(Stored items)
•••••

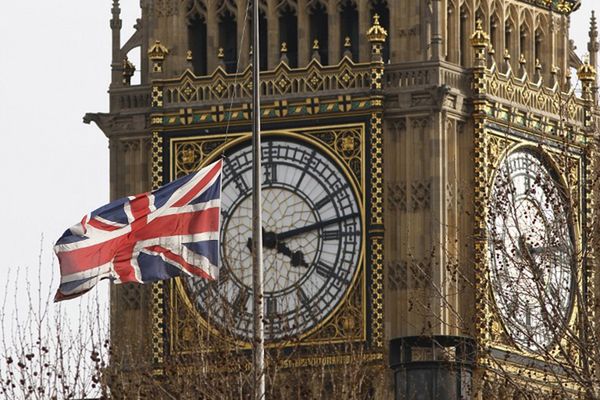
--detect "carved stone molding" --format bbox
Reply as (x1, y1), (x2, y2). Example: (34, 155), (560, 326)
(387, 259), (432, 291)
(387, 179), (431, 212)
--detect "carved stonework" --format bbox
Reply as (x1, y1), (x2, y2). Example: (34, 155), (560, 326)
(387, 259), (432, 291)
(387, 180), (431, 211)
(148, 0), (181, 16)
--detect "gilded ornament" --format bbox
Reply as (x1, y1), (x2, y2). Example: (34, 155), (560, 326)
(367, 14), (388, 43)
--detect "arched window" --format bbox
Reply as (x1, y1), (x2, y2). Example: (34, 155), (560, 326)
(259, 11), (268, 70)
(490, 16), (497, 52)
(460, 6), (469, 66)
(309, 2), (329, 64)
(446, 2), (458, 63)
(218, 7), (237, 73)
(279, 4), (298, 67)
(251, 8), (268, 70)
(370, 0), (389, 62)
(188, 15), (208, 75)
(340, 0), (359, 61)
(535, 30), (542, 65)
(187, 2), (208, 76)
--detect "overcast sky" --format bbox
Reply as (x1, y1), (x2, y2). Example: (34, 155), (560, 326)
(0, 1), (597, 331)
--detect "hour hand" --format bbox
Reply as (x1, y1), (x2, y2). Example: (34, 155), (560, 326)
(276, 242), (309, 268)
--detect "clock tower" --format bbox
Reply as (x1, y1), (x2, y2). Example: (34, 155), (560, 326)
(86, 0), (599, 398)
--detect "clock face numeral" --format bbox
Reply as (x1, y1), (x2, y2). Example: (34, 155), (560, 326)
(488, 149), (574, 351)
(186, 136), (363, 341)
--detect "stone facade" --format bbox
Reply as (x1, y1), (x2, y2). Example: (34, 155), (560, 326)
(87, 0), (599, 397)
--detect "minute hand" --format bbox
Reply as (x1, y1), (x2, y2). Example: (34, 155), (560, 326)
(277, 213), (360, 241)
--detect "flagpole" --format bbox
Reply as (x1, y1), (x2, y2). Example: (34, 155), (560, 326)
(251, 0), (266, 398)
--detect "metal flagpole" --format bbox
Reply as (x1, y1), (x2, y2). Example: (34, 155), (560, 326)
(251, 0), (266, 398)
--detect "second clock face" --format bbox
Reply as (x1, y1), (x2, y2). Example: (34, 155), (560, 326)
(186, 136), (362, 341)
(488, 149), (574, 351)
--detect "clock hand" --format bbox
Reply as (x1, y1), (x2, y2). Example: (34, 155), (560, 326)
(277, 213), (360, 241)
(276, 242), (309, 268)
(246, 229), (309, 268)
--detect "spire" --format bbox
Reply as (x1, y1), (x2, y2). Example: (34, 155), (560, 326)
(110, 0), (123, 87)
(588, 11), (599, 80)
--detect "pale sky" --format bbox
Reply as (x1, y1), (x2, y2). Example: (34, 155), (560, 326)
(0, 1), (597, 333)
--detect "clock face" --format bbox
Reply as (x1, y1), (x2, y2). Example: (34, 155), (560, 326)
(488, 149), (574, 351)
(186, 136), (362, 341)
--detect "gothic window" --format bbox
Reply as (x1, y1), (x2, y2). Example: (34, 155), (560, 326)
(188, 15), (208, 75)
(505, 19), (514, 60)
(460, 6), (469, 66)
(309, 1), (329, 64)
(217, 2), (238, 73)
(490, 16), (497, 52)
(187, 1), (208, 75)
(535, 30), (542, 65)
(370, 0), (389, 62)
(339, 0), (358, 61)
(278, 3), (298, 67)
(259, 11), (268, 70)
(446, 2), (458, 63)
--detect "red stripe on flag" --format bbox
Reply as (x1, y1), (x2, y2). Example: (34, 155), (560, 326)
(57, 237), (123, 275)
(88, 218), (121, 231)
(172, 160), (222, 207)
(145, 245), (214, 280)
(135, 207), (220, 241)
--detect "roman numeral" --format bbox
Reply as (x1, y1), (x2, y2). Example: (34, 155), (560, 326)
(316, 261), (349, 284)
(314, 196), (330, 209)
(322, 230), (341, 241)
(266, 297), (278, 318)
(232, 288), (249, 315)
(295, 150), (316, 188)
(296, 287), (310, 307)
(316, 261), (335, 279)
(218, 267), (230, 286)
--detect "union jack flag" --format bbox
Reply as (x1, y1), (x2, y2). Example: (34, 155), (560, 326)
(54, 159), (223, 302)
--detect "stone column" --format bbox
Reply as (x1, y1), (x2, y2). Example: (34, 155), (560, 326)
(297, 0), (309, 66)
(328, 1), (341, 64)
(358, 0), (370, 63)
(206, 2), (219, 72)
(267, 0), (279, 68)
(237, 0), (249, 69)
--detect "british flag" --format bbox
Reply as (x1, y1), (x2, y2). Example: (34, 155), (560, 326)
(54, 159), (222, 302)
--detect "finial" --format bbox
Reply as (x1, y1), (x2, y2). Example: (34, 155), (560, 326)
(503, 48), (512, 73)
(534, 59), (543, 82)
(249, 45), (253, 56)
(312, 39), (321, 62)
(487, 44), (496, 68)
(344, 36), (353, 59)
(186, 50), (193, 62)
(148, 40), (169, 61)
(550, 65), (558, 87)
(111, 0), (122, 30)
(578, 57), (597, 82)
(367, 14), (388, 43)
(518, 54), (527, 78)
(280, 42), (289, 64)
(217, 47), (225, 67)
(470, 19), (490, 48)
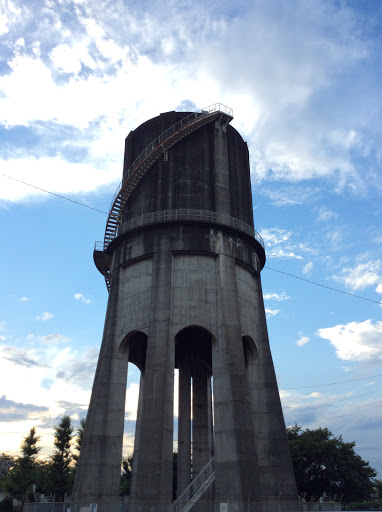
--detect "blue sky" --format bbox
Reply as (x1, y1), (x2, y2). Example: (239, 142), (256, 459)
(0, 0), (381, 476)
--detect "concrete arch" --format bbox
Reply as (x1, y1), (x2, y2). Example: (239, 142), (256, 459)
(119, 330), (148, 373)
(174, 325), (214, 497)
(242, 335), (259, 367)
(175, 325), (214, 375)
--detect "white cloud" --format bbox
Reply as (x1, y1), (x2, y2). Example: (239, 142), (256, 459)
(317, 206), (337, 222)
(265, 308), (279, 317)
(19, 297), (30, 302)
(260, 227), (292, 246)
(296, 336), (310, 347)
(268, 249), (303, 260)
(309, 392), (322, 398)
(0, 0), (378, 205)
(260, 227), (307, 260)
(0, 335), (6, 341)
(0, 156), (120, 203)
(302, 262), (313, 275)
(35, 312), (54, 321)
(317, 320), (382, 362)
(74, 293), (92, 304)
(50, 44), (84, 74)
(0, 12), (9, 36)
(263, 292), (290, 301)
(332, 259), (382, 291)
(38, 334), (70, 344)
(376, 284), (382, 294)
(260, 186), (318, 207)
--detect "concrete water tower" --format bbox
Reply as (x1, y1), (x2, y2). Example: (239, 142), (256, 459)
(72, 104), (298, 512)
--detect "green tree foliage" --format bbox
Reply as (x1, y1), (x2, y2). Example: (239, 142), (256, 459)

•••••

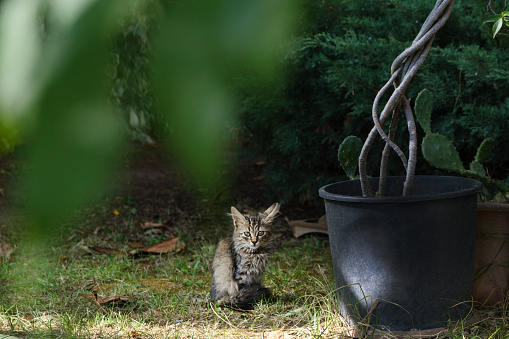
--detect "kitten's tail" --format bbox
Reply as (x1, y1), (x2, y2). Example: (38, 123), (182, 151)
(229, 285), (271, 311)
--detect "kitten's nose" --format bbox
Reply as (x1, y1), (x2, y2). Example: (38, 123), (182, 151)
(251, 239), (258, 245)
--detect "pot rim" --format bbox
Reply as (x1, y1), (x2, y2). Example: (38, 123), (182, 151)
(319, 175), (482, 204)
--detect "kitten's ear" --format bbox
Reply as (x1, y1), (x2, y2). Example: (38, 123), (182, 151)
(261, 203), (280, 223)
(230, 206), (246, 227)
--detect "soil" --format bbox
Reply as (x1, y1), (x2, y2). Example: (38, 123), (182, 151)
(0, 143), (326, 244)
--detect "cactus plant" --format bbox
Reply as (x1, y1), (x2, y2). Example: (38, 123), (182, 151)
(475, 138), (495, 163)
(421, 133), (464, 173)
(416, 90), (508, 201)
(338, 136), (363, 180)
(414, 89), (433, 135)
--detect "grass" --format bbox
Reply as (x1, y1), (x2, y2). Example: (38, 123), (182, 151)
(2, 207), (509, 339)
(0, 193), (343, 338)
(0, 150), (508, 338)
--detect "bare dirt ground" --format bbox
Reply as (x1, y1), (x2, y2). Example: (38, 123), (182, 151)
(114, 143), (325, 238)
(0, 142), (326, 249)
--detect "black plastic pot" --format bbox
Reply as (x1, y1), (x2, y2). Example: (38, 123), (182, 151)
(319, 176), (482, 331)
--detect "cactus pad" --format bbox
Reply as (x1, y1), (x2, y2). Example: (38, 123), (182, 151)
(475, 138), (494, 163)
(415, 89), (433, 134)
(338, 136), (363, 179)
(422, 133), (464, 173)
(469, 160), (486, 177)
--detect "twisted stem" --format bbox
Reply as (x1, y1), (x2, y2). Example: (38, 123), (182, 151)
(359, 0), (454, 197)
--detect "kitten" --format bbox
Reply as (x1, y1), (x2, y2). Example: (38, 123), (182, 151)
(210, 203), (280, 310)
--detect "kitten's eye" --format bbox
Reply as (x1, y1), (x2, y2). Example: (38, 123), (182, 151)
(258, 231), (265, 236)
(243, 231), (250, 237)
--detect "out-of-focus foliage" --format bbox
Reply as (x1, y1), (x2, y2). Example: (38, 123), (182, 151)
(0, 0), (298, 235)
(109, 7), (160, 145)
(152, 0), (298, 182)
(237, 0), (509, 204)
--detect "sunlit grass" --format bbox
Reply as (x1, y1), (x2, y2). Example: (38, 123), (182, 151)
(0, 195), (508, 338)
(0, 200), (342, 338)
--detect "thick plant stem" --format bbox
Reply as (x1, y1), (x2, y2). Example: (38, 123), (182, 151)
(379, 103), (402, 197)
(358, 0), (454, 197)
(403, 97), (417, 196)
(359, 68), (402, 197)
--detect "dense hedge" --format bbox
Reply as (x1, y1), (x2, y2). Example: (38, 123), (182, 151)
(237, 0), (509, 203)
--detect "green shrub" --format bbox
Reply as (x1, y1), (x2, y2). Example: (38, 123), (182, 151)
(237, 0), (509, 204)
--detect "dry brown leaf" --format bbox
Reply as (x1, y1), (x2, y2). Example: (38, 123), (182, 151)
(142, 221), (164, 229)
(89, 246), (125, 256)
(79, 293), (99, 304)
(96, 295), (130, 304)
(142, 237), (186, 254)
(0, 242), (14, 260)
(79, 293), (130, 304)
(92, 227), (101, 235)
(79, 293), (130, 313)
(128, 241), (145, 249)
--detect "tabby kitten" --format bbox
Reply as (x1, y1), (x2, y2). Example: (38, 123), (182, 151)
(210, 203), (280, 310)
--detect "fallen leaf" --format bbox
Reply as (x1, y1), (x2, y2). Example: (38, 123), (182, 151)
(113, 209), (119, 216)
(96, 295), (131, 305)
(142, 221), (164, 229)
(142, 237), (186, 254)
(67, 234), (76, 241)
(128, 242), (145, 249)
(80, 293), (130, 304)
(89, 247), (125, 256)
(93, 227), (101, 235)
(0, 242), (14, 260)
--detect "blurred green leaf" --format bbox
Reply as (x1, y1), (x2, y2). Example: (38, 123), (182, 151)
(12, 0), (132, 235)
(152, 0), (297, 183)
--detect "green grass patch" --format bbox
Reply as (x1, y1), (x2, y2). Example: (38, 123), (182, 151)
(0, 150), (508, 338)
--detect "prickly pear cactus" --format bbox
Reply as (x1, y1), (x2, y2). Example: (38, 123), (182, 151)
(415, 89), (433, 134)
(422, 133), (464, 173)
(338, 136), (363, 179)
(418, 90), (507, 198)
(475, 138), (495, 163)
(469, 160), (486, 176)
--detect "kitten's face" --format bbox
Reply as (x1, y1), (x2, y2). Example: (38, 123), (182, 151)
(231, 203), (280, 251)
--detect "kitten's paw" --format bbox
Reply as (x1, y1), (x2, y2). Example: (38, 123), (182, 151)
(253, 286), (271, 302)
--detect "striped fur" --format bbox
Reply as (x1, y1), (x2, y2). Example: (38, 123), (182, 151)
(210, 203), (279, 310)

•••••

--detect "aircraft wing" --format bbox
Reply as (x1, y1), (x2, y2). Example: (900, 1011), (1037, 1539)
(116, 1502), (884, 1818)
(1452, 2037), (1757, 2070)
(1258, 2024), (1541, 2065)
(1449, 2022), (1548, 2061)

•••••

_ASSIGNMENT_
Provide the count of lines holding the word "clock" in these entries, and no other words.

_WRITTEN SOLUTION_
5